## TASK STATEMENT:
Give a verbatim repeat of the lines that run from the line containing "the blue shorts" to the end of the data below.
□ □ □ □ □
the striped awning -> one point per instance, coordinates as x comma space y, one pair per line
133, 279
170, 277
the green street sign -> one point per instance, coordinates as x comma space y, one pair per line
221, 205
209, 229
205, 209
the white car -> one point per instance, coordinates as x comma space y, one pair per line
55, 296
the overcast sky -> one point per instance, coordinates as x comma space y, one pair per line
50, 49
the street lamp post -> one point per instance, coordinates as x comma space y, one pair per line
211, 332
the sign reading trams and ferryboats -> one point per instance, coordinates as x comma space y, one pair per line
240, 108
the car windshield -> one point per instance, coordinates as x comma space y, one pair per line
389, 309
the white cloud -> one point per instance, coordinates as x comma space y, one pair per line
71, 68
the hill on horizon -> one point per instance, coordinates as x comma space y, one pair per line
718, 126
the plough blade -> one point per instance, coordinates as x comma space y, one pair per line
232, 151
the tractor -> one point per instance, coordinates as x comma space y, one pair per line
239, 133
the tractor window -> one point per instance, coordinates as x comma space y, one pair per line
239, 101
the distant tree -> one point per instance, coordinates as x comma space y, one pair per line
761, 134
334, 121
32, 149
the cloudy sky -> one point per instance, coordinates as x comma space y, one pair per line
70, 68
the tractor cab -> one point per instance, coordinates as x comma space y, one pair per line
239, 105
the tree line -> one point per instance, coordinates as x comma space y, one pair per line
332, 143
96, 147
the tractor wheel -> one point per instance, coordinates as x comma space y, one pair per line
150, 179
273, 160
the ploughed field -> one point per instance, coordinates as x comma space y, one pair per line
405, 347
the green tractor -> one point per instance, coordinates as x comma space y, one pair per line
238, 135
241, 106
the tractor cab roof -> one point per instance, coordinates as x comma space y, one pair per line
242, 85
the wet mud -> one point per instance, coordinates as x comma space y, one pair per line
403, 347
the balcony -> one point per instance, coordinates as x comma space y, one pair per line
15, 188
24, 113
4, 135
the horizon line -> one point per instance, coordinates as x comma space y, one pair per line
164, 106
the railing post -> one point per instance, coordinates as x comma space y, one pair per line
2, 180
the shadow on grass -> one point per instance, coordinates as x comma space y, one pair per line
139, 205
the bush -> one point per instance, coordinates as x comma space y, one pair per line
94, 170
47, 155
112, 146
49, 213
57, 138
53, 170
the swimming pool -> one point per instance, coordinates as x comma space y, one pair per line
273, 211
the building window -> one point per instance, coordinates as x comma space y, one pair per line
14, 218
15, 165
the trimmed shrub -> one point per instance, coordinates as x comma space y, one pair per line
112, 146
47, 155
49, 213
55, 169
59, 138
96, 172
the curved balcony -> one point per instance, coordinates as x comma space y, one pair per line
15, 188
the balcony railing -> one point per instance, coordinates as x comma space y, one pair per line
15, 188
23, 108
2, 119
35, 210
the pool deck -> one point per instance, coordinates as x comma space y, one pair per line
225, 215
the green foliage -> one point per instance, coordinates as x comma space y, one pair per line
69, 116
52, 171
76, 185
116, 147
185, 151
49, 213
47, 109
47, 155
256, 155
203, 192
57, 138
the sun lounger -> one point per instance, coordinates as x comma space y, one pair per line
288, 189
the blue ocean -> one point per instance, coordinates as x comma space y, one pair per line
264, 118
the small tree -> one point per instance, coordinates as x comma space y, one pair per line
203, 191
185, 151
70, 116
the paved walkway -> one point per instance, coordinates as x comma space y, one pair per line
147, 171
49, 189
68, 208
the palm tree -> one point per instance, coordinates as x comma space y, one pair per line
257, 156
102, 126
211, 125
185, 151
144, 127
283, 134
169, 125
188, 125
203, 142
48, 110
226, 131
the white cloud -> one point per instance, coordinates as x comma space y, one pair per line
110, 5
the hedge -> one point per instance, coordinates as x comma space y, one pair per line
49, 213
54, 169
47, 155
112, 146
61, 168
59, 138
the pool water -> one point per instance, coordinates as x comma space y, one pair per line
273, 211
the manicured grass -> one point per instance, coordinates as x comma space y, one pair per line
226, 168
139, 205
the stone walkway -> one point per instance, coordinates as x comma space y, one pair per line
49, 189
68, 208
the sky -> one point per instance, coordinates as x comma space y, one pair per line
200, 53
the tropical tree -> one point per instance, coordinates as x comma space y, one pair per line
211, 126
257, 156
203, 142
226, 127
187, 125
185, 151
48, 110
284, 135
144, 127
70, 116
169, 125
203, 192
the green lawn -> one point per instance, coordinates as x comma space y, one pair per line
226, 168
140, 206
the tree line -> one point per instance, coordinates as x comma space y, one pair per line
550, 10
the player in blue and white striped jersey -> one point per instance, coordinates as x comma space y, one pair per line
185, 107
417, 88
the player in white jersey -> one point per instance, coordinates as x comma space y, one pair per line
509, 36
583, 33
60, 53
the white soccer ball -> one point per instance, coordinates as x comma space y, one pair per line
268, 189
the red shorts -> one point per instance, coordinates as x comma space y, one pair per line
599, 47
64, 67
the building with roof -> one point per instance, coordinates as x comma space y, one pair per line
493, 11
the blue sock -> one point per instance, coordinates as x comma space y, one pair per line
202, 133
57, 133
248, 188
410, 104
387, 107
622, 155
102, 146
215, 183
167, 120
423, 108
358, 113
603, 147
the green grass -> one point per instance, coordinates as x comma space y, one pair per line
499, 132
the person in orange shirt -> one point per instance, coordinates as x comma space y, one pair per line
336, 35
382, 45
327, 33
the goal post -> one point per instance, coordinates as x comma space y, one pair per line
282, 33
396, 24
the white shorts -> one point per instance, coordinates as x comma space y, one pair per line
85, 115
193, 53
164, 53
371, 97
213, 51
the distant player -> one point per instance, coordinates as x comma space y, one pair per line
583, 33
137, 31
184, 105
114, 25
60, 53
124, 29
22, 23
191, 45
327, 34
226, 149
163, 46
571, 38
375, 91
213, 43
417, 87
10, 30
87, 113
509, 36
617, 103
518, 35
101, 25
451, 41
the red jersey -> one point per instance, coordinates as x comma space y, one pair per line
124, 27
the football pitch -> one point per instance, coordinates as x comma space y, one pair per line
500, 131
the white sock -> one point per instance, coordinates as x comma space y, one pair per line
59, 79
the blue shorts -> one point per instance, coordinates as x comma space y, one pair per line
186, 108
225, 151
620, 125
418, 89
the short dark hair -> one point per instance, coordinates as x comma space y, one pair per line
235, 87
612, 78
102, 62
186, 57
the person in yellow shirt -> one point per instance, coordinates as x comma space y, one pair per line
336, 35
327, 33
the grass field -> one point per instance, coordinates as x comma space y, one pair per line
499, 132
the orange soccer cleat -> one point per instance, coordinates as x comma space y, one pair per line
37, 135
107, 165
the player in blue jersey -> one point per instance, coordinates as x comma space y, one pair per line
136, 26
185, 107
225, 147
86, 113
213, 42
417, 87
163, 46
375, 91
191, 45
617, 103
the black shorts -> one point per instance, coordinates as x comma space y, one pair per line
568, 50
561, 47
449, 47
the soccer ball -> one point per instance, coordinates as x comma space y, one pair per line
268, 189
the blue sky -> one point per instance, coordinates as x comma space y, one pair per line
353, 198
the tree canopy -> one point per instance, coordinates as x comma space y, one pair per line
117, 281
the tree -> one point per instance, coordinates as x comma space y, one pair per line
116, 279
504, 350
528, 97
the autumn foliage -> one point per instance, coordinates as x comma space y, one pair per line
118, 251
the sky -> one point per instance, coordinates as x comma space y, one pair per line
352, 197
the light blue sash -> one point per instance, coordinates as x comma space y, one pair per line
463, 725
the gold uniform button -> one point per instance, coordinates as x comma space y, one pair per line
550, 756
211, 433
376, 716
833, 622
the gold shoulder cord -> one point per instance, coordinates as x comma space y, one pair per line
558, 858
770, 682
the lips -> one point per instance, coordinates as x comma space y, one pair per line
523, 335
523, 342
□ □ □ □ □
## SOLUTION:
the blue shorts -> one point per instance, coordinates as x comma space y, one pair per line
186, 108
225, 151
620, 125
418, 89
the short dark hair -> one point per instance, coordinates as x comma space y, one pair per line
235, 87
612, 78
102, 62
186, 57
the person in yellow shirt -> one point per instance, coordinates as x comma space y, one pair per line
336, 35
327, 33
the grass field -> one point per instance, coordinates as x comma space y, one pair per line
499, 132
the orange soccer cleat -> one point per instance, coordinates as x comma space y, one pair per line
37, 135
107, 165
the player in blue jersey -> one point per instance, coordinates as x comma space y, one pair per line
136, 26
185, 107
225, 147
86, 113
213, 42
417, 87
163, 46
375, 91
191, 45
617, 103
the black shorts -> one point per instance, coordinates as x comma space y, one pair per line
568, 50
561, 47
449, 47
the soccer ball -> one point per instance, coordinates as x comma space y, one pair per line
268, 189
the blue sky -> one point per instance, coordinates as x comma space y, one pair per line
353, 198
the tree canopy -> one point per instance, coordinates as x comma space y, one pair per line
117, 281
the tree -> one point per instance, coordinates as x comma space y, one pair per line
116, 279
504, 350
528, 97
the autumn foliage -> one point per instance, coordinates as x comma space y, one pair per line
118, 251
the sky -> one point per instance, coordinates as x comma space y, one pair per line
352, 197
the light blue sash -> one point per instance, coordinates as x comma space y, one pair per line
463, 725
the gold uniform button -> one point per instance, coordinates as x comma space y, one pair per line
550, 756
211, 433
376, 716
833, 622
the gold shoulder cord -> one point per instance, coordinates as x comma space y, one pair per line
558, 858
770, 682
the lips -> one point per instance, coordinates as x comma space y, one pair per line
523, 335
523, 342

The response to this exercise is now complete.